Kyle and Lana’s troubled marriage is finally on the mend, only his dishonest past comes back to bite them at the worst possible moment: Sarah’s quinceañera. As it is, Sarah herself is caught between Jordan’s growing aloofness and her own burgeoning (bi)sexuality, and what Navarrette does in response to this story is marvelous to behold. Last season, we were given hints about Sarah’s past depression and her suicide attempt; she doesn’t quite crumble to that degree this time, but over the course of 15 episodes, Navarrette takes us through a quiet journey of why (and more precisely, how) a teenager ends up turning inward and growing distant from their family. Her demeanor changes in subtle ways, but Navarrette externalizes — often through glances, and by staring off into nothingness — the ways she’s being pulled and pushed internally, even as she sits still. Her relationship doesn’t make sense. Her parents’ marriage is on the rocks once more — since Smallville is hurting financially, Lana chooses a career in local politics, rather than forgiving Kyle’s repeated screw-ups — so she has nowhere to turn but inward.

The Kent family drama, meanwhile, isn’t inert by any means. Tal-Rho (Adam Rayner), Clark’s biological brother and last season’s big villain, enters the fray as a friendly Hannibal Lecter type, a prisoner with vital information, but someone who genuinely wants to change — if only to be finally accepted by family. It’s a touching arc, even though it’s often sidelined in favor of the world-threatening plot. Jordan, as usual, deals with keeping secrets while trying to live a normal teenage life, but the Kent MVP this season is Jonathan, whose jealousies over his brother’s powers lead not only to some self-destructive decisions, but to subsequent ethical dilemmas that challenge Clark and Lois’ parental instincts. It’s a brief but dense family saga that forms the backbone of several episodes, before Superman has to fly off to save the day once more.

EXERCISES →
[A] Name every character mentioned in the first paragraph of the season review.
[B] Continue the season review from where it stops.
Nothing in the entries is required here.

Image-grounded pointing data:

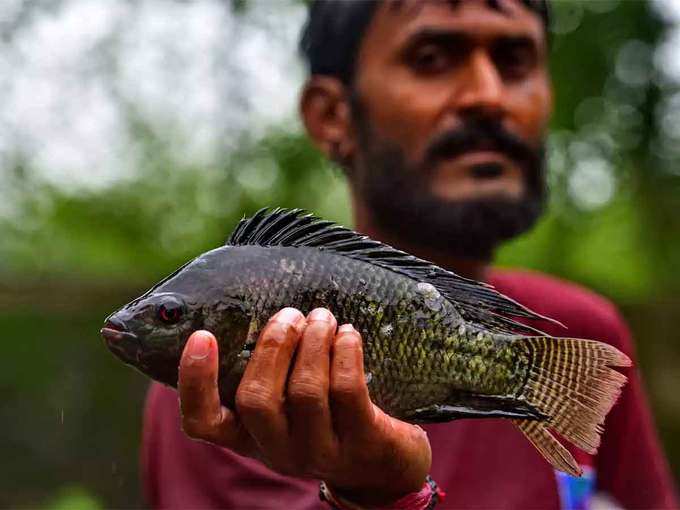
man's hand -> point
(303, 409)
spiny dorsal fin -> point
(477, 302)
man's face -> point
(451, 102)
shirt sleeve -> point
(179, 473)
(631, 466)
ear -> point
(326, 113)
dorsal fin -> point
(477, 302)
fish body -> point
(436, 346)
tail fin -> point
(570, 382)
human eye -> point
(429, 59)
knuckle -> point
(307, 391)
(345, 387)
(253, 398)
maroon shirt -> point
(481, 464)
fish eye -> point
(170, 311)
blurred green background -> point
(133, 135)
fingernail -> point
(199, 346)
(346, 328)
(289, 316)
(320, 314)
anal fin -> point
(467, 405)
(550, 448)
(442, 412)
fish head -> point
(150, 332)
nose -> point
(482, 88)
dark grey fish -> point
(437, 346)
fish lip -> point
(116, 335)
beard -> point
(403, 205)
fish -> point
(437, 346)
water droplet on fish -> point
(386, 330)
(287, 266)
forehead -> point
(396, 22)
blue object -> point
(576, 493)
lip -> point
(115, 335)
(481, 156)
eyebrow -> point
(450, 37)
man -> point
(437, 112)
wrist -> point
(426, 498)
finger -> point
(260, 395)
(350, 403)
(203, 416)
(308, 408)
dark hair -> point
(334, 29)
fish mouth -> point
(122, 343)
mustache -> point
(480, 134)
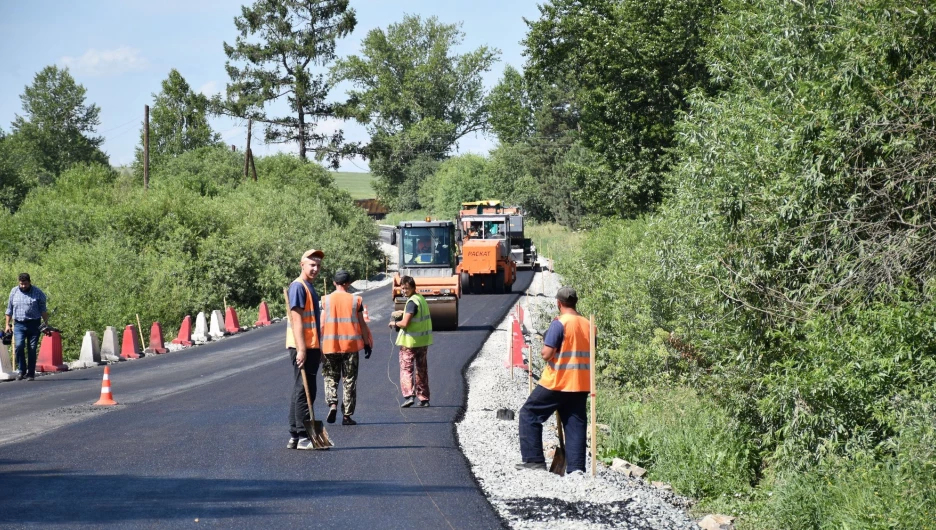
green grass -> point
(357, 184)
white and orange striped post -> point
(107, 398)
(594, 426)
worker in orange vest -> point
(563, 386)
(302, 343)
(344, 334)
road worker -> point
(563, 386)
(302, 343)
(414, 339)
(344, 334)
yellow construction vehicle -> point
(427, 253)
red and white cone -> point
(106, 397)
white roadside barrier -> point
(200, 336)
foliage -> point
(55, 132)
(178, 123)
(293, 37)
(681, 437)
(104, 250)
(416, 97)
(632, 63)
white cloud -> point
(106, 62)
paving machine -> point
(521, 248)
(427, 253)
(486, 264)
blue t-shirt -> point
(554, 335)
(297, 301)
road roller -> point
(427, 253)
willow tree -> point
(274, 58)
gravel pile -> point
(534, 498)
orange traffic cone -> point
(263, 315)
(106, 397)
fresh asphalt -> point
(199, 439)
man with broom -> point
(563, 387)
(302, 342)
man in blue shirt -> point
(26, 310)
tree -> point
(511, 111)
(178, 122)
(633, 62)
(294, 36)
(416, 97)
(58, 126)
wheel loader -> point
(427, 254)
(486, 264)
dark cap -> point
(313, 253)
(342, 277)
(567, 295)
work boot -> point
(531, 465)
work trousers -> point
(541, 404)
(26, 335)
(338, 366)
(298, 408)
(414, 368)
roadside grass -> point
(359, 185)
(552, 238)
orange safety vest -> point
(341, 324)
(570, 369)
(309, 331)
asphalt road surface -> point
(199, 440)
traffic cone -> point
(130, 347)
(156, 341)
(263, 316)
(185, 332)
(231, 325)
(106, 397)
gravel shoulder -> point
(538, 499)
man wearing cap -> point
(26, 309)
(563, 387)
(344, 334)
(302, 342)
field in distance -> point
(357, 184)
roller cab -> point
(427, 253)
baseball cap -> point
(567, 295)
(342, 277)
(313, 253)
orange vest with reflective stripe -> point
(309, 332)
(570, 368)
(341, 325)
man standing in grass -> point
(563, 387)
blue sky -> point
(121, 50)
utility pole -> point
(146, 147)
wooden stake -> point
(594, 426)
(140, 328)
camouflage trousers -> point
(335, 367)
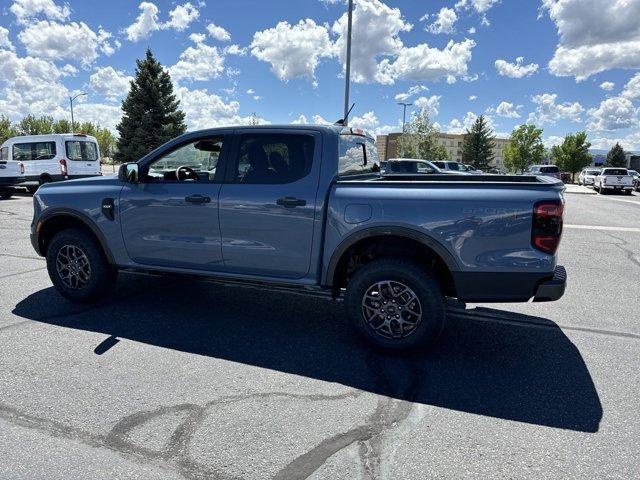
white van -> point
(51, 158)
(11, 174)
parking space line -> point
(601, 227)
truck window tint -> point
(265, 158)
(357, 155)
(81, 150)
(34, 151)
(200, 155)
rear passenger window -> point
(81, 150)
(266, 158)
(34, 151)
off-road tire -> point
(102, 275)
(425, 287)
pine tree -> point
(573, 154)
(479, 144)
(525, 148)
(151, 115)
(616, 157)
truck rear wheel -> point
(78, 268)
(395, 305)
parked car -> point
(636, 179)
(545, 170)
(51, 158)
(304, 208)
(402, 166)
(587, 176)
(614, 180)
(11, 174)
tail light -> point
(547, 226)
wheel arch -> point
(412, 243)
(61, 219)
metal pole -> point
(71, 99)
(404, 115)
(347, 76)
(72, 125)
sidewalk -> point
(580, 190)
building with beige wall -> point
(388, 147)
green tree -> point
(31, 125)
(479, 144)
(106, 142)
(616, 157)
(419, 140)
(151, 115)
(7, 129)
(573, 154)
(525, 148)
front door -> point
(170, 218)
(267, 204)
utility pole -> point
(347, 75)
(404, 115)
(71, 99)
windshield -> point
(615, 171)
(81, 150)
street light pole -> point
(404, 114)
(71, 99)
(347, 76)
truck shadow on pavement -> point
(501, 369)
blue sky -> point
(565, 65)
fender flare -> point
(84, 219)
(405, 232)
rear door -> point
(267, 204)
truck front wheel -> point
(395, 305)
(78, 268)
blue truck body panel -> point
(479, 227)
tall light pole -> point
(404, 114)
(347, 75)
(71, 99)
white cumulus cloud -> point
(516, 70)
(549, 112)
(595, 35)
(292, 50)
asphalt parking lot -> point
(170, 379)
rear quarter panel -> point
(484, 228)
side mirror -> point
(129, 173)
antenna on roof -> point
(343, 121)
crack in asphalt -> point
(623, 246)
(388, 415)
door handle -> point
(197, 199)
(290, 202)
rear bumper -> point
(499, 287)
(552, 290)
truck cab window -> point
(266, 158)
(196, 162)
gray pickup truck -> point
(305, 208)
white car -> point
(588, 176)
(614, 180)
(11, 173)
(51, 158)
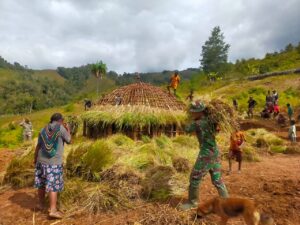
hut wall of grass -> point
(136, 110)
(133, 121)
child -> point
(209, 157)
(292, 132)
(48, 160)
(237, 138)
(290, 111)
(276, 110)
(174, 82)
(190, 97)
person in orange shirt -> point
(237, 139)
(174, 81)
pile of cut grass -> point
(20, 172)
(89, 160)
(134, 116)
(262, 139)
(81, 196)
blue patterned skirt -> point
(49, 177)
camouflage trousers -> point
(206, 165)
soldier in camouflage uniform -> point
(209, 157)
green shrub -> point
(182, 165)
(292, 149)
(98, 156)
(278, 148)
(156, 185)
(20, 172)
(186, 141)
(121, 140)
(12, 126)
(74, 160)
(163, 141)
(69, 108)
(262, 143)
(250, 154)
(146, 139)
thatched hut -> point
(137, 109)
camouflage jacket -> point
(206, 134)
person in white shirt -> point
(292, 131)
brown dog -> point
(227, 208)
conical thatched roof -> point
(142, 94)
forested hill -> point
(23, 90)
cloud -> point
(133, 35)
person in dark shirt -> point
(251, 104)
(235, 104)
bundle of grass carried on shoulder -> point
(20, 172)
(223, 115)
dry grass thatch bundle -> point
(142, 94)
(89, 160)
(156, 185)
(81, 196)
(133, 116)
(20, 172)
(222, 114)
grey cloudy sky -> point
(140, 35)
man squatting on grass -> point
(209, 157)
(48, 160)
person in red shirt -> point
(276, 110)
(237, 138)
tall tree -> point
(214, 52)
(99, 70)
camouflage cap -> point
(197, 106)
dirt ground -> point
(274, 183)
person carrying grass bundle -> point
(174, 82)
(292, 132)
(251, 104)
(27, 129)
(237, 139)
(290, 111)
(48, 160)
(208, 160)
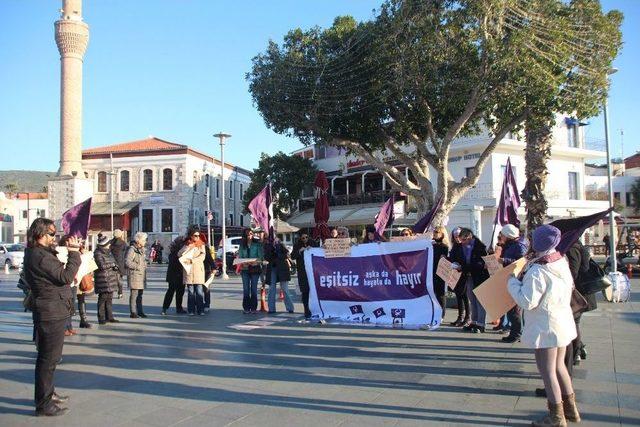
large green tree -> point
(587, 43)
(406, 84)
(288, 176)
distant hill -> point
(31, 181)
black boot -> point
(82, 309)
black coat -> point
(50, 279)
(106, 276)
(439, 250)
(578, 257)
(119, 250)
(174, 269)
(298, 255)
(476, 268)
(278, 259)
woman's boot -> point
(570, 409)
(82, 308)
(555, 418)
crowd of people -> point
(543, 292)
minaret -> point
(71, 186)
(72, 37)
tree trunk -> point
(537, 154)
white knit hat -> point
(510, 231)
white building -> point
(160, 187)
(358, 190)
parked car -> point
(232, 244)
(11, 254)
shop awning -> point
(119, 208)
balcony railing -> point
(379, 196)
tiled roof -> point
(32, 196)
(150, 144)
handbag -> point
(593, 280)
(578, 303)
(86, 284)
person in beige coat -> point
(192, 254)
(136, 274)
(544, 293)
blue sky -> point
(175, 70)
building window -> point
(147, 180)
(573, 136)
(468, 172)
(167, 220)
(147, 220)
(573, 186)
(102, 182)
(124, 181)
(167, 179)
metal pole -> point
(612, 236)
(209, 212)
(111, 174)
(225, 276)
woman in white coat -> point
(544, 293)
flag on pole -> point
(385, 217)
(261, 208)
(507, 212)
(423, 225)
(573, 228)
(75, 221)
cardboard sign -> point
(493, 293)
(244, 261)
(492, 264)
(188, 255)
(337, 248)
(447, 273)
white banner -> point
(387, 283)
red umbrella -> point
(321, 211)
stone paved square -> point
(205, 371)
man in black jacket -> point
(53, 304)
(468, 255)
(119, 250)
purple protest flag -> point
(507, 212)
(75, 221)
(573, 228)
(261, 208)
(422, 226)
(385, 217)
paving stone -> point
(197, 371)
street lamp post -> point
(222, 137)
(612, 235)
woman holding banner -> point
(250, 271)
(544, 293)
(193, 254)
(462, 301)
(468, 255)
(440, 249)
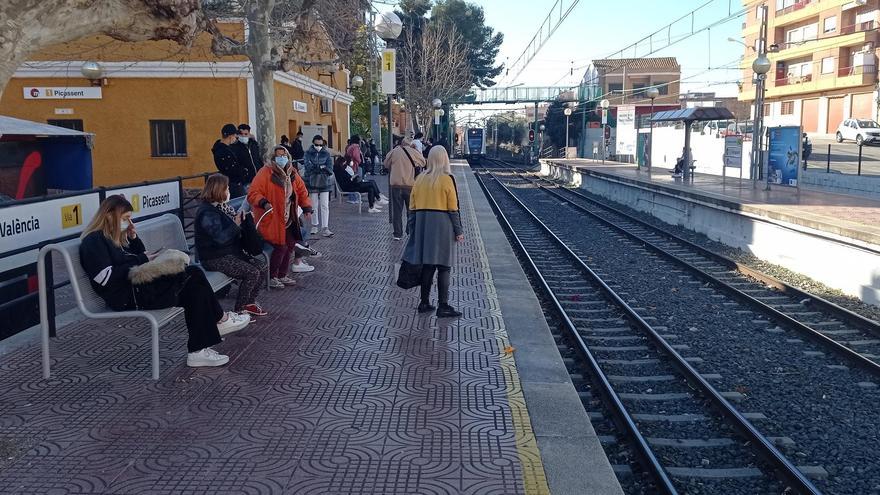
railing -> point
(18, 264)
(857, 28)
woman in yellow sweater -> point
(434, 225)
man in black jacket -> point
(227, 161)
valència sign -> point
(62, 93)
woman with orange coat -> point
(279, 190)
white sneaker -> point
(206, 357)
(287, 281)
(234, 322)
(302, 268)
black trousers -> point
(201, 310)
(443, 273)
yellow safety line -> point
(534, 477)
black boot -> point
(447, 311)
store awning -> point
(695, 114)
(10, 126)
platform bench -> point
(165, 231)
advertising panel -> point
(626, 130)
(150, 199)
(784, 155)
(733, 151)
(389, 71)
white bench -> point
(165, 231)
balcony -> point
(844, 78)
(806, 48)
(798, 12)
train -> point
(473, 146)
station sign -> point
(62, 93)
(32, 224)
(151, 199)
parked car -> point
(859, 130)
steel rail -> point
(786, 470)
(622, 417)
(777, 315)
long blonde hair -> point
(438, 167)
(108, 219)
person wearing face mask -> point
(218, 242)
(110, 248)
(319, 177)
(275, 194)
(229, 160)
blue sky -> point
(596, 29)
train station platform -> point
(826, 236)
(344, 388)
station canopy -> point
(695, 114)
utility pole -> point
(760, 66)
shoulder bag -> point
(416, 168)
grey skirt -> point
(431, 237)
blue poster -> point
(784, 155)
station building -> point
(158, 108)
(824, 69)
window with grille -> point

ANSWERS TO THIS EXERCISE →
[A] Kyle, Lana, Sarah, Jordan

[B]
The final few episodes bring together the season’s drama in satisfying fashion.

Ironically, the show is at its best when Superman isn’t present at all. At one point, he escapes into the dimension from which Bizarro hails, and where another version of Ally is attempting to achieve the same world-merging goals. In the process, the ninth episode (the Ian Samoil-directed “30 Days and 30 Nights”) is allowed to slow down and focus entirely on the Smallville drama in Superman’s absence, but soon after, we’re yanked into the aforementioned alternate reality for some mind-numbing antics. Human villain Anderson skips about 15 dramatic beats in order to transform into a major threat, while the Bizarro planet — cube-shaped though it may be, like in the comics — is revealed to be pretty much like our own, only slightly red-tinted and with more Goth-inspired fashion. It’s a dour and deeply uninspired rendition of a quirky comic book concept — people whose physiology and morality are the “inverse” of ours in every way — leading, here, to the main cast playing versions of themselves who only differ because they have a bit more of a temper.

Despite this overarching premise flailing and eventually flatlining, the final few episodes bring together the season’s drama in satisfying fashion. The question of whether the Kents should be keeping their identities secret becomes a key point of dramatic tension — especially since it challenges the character’s central premise since 1938 — and it’s given enough room to unfold in the season’s back half, though it mainly works because Sarah and Lana are eventually roped up in this dilemma.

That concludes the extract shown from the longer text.